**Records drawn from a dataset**
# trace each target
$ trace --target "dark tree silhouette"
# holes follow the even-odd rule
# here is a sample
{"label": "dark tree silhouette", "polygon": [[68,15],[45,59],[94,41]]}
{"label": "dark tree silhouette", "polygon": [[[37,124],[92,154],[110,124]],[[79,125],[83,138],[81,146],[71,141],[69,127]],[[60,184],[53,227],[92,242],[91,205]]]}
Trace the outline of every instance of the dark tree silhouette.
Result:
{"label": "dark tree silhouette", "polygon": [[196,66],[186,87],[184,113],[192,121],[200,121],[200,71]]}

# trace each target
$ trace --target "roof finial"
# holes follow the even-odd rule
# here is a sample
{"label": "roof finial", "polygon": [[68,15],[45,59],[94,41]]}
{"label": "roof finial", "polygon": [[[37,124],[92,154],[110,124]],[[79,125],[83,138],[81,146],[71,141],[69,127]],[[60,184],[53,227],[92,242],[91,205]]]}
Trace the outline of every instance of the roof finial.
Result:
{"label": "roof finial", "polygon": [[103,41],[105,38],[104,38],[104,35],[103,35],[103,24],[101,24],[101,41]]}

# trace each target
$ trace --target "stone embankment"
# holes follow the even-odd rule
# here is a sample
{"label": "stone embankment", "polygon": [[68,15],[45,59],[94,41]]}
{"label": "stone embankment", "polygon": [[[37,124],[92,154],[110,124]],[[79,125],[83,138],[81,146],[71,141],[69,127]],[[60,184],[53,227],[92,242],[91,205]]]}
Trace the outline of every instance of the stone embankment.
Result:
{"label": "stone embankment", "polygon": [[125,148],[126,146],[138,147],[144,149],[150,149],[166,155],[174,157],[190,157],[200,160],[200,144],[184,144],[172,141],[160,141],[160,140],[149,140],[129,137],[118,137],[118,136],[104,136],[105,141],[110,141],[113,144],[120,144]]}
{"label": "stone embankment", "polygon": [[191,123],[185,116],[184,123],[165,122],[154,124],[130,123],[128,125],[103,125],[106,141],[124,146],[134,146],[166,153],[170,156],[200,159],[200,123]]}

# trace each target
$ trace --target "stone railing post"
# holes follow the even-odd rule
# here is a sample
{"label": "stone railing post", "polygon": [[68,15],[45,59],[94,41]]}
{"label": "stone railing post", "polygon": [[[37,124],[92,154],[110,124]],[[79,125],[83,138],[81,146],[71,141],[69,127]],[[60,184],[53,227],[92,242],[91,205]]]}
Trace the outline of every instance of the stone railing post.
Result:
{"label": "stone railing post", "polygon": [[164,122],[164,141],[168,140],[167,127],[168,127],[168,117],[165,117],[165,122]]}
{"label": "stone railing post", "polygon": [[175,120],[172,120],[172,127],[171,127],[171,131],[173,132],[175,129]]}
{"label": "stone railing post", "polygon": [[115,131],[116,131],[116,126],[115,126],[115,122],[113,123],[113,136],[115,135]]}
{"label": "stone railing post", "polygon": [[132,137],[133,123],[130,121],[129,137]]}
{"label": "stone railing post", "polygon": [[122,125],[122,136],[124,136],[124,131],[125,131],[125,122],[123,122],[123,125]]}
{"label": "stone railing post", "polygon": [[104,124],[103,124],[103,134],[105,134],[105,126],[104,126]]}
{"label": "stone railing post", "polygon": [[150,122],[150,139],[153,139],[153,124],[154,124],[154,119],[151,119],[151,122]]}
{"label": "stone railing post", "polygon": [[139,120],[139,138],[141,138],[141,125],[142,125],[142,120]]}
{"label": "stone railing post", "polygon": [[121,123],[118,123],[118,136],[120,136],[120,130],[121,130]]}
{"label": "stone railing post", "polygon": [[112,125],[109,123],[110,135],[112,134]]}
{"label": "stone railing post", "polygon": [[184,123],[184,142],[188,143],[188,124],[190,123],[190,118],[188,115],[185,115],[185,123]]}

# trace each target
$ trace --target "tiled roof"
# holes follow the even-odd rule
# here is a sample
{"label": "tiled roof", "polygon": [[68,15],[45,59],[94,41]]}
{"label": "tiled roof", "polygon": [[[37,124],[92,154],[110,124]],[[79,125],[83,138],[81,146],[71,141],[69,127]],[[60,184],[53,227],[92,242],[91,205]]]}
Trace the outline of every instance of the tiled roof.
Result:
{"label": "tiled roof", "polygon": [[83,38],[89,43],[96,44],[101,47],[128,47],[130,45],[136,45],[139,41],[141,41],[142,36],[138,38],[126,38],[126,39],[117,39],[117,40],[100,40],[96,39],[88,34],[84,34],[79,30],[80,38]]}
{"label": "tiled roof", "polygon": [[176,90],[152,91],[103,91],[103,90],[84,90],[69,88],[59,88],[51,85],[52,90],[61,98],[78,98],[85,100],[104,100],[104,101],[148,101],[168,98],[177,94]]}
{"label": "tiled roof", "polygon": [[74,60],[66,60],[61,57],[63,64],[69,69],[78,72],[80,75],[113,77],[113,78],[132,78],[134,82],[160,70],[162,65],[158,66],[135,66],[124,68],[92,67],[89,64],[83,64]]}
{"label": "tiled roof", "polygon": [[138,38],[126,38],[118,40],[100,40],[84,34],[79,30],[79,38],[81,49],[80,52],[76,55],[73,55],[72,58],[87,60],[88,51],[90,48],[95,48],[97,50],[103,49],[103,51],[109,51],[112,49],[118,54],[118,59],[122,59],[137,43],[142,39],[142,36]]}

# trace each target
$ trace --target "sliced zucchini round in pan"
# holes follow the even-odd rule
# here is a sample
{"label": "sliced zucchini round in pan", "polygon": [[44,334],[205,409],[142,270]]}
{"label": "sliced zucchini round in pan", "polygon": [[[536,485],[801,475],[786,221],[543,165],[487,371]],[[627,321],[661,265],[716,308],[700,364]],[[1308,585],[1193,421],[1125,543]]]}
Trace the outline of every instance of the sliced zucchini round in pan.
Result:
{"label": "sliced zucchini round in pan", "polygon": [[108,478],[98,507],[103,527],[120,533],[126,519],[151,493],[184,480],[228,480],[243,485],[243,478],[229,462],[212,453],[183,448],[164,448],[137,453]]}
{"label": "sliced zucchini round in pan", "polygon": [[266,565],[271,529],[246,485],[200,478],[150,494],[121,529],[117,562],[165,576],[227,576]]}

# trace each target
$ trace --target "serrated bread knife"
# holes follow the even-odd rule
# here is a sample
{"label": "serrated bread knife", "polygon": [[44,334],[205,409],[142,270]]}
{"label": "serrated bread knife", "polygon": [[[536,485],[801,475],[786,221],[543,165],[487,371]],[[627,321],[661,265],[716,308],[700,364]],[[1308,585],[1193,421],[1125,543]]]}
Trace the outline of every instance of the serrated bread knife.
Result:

**Assignment**
Your task is to repeat the entries exactly.

**Response to the exercise**
# trace each target
$ trace --target "dark tree silhouette"
# holes follow the even-odd rule
# here is a sample
{"label": "dark tree silhouette", "polygon": [[68,15],[45,59],[94,41]]}
{"label": "dark tree silhouette", "polygon": [[[37,124],[92,154],[110,124]],[[79,125],[83,138],[81,146],[71,141],[69,127]],[[60,184],[53,227],[92,242],[91,205]]]}
Trace the outline of every instance of the dark tree silhouette.
Result:
{"label": "dark tree silhouette", "polygon": [[196,66],[186,87],[184,113],[192,121],[200,121],[200,71]]}

# trace each target
$ trace --target "roof finial"
# holes follow the even-odd rule
# here is a sample
{"label": "roof finial", "polygon": [[68,15],[45,59],[94,41]]}
{"label": "roof finial", "polygon": [[[37,124],[92,154],[110,124]],[[79,125],[83,138],[81,146],[71,141],[69,127]],[[60,184],[53,227],[92,242],[91,205]]]}
Trace the outline of every instance of the roof finial.
Result:
{"label": "roof finial", "polygon": [[103,41],[105,38],[104,38],[104,35],[103,35],[103,24],[101,24],[101,41]]}

# trace each target
$ trace --target "stone embankment"
# holes follow the even-odd rule
# here is a sample
{"label": "stone embankment", "polygon": [[68,15],[45,59],[94,41]]}
{"label": "stone embankment", "polygon": [[[37,124],[92,154],[110,124]],[[79,125],[83,138],[81,146],[71,141],[69,127]],[[60,184],[53,227],[92,242],[91,205]]]}
Trace the outline of every instance of the stone embankment.
Result:
{"label": "stone embankment", "polygon": [[125,148],[126,146],[138,147],[144,149],[150,149],[166,155],[174,157],[190,157],[200,160],[200,144],[184,144],[172,141],[160,141],[160,140],[149,140],[129,137],[118,137],[118,136],[104,136],[105,141],[110,141],[113,144],[120,144]]}
{"label": "stone embankment", "polygon": [[191,123],[185,116],[184,123],[165,122],[154,124],[130,123],[128,125],[103,125],[106,141],[124,146],[134,146],[166,153],[170,156],[200,159],[200,123]]}

# trace each target
$ trace --target "stone railing post"
# holes follow the even-odd rule
# here is a sample
{"label": "stone railing post", "polygon": [[68,15],[45,59],[94,41]]}
{"label": "stone railing post", "polygon": [[[37,124],[92,154],[110,124]],[[79,125],[83,138],[81,146],[71,141],[69,127]],[[60,184],[53,227],[92,242],[91,205]]]}
Trace the outline of every instance of the stone railing post.
Result:
{"label": "stone railing post", "polygon": [[164,122],[164,141],[168,140],[167,127],[168,127],[168,117],[165,117],[165,122]]}
{"label": "stone railing post", "polygon": [[175,120],[172,120],[172,127],[171,127],[171,131],[173,132],[175,129]]}
{"label": "stone railing post", "polygon": [[115,131],[116,131],[116,126],[115,126],[115,122],[113,123],[113,136],[115,135]]}
{"label": "stone railing post", "polygon": [[132,137],[133,123],[130,121],[129,137]]}
{"label": "stone railing post", "polygon": [[122,125],[122,136],[124,136],[124,131],[125,131],[125,122],[123,122],[123,125]]}
{"label": "stone railing post", "polygon": [[104,124],[103,124],[103,134],[105,134],[105,126],[104,126]]}
{"label": "stone railing post", "polygon": [[150,122],[150,139],[153,139],[153,124],[154,124],[154,119],[151,119],[151,122]]}
{"label": "stone railing post", "polygon": [[139,120],[139,138],[141,138],[141,125],[142,125],[142,120]]}
{"label": "stone railing post", "polygon": [[121,123],[118,123],[118,136],[120,136],[120,130],[121,130]]}
{"label": "stone railing post", "polygon": [[112,125],[109,123],[110,135],[112,134]]}
{"label": "stone railing post", "polygon": [[184,123],[184,142],[188,143],[188,124],[190,123],[190,118],[188,115],[185,115],[185,123]]}

# trace each target
$ trace --target "tiled roof"
# holes follow the even-odd rule
# here is a sample
{"label": "tiled roof", "polygon": [[68,15],[45,59],[94,41]]}
{"label": "tiled roof", "polygon": [[[37,124],[92,154],[110,124]],[[79,125],[83,138],[81,146],[71,141],[69,127]],[[60,184],[53,227],[92,242],[91,205]]]}
Trace the outline of every instance of the tiled roof.
Result:
{"label": "tiled roof", "polygon": [[83,38],[89,43],[96,44],[101,47],[128,47],[130,45],[136,45],[139,41],[141,41],[142,36],[138,38],[126,38],[126,39],[117,39],[117,40],[100,40],[96,39],[88,34],[84,34],[79,30],[80,38]]}
{"label": "tiled roof", "polygon": [[176,90],[152,91],[103,91],[103,90],[84,90],[69,88],[59,88],[51,85],[52,90],[61,98],[78,98],[85,100],[104,100],[104,101],[148,101],[168,98],[177,94]]}
{"label": "tiled roof", "polygon": [[74,60],[66,60],[61,57],[63,64],[69,69],[78,72],[80,75],[113,77],[113,78],[132,78],[134,82],[160,70],[162,65],[158,66],[135,66],[124,68],[92,67],[89,64],[83,64]]}
{"label": "tiled roof", "polygon": [[138,38],[126,38],[118,40],[100,40],[84,34],[79,30],[79,38],[81,49],[80,52],[76,55],[73,55],[72,58],[87,60],[88,51],[90,48],[95,48],[97,50],[103,49],[103,51],[109,51],[112,49],[118,54],[118,59],[122,59],[137,43],[142,39],[142,36]]}

# trace each target
$ trace --target "sliced zucchini round in pan"
# holes follow the even-odd rule
# here is a sample
{"label": "sliced zucchini round in pan", "polygon": [[44,334],[205,409],[142,270]]}
{"label": "sliced zucchini round in pan", "polygon": [[[536,485],[801,475],[786,221],[543,165],[487,371]],[[627,321],[661,265],[716,308],[700,364]],[[1308,585],[1193,421],[1125,543]]]}
Trace the outline of every instance of the sliced zucchini round in pan.
Result:
{"label": "sliced zucchini round in pan", "polygon": [[108,478],[98,507],[103,527],[120,533],[126,519],[151,493],[184,480],[228,480],[243,485],[243,478],[229,462],[212,453],[183,448],[164,448],[137,453]]}
{"label": "sliced zucchini round in pan", "polygon": [[266,565],[271,529],[246,485],[200,478],[150,494],[121,529],[117,562],[165,576],[227,576]]}

# trace each target
$ trace --target "serrated bread knife"
# holes follow the even-odd rule
# here is a sample
{"label": "serrated bread knife", "polygon": [[44,334],[205,409],[142,270]]}
{"label": "serrated bread knife", "polygon": [[[536,485],[801,475],[786,221],[543,165],[487,371]],[[627,321],[661,265],[716,308],[700,364]],[[1308,585],[1193,421],[1125,543]]]}
Trace the outline of every instance of the serrated bread knife.
Result:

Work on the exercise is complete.